Requisitos da tarefa —
Organize todas as linhas abaixo em uma lista numerada, sem as linhas em branco. Deixe as imagens fora da resposta.

"""

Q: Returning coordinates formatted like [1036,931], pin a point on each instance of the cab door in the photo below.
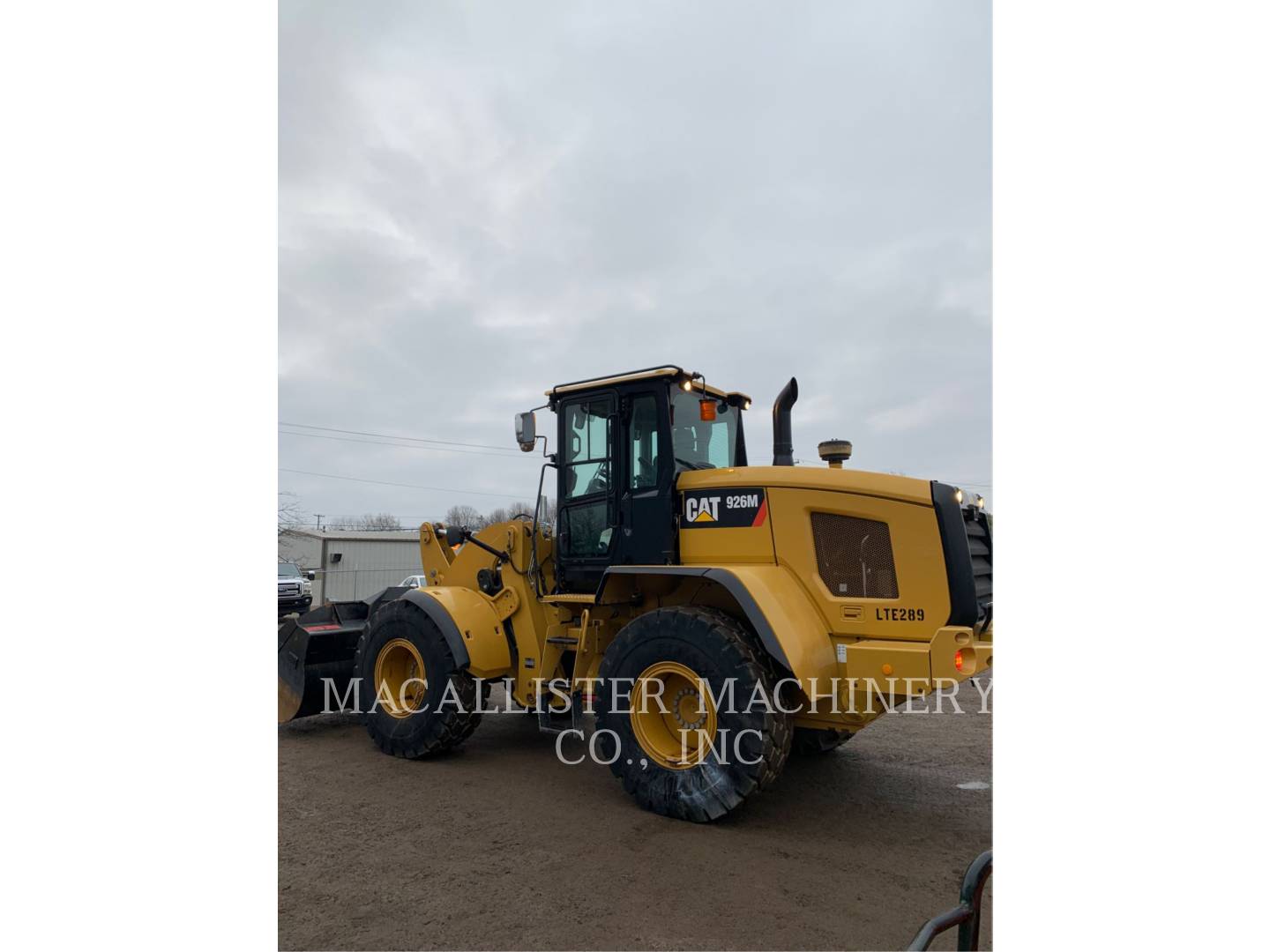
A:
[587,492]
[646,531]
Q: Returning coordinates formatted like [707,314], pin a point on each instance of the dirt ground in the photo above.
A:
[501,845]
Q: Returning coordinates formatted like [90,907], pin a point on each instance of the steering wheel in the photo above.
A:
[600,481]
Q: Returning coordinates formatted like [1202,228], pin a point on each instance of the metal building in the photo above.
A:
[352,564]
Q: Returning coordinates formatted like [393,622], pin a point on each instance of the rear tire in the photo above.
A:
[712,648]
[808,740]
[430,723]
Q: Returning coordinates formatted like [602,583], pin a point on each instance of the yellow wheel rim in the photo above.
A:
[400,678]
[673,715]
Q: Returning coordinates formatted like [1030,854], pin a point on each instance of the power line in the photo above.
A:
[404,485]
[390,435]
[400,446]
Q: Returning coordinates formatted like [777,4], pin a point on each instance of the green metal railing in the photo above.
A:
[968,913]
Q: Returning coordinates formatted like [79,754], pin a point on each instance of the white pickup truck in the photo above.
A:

"""

Resultado da tarefa —
1. Q: Returning coordinates formatted like [1036,931], pin a point on each instance of the cab door in the photo below.
2. A:
3. [587,492]
4. [646,531]
5. Q: Returning coordinates formatted like [707,314], pin a point on each instance of the dirt ground in the photo above.
6. A:
7. [501,845]
8. Q: Returning coordinates formatted like [90,907], pin a point on each instance of the steering wheel in the photo above.
9. A:
10. [600,481]
11. Q: Returning coordinates formatted like [1202,228], pin a point on each instance of the metal building in the photo above.
12. A:
13. [352,564]
14. Q: Returning coordinates formatted like [393,622], pin a point on each instance of the rear tire in the photo above.
15. A:
16. [712,648]
17. [808,740]
18. [430,723]
19. Q: Returning coordinates formatted like [602,583], pin a point on each instance of the yellow wheel rim in the photo above.
20. A:
21. [400,678]
22. [673,715]
23. Q: Returning coordinates formatted like [1030,854], pin a point on each instance of the power line in the photo above.
24. A:
25. [404,485]
26. [390,435]
27. [400,446]
28. Q: Returning coordinates formatted like [777,4], pin a point on each instance of the green metal railing in the photo above.
29. A:
30. [968,913]
31. Q: Returning coordinates formatted like [79,754], pin a point on each instance of the white pickup truck in the photo above.
32. A:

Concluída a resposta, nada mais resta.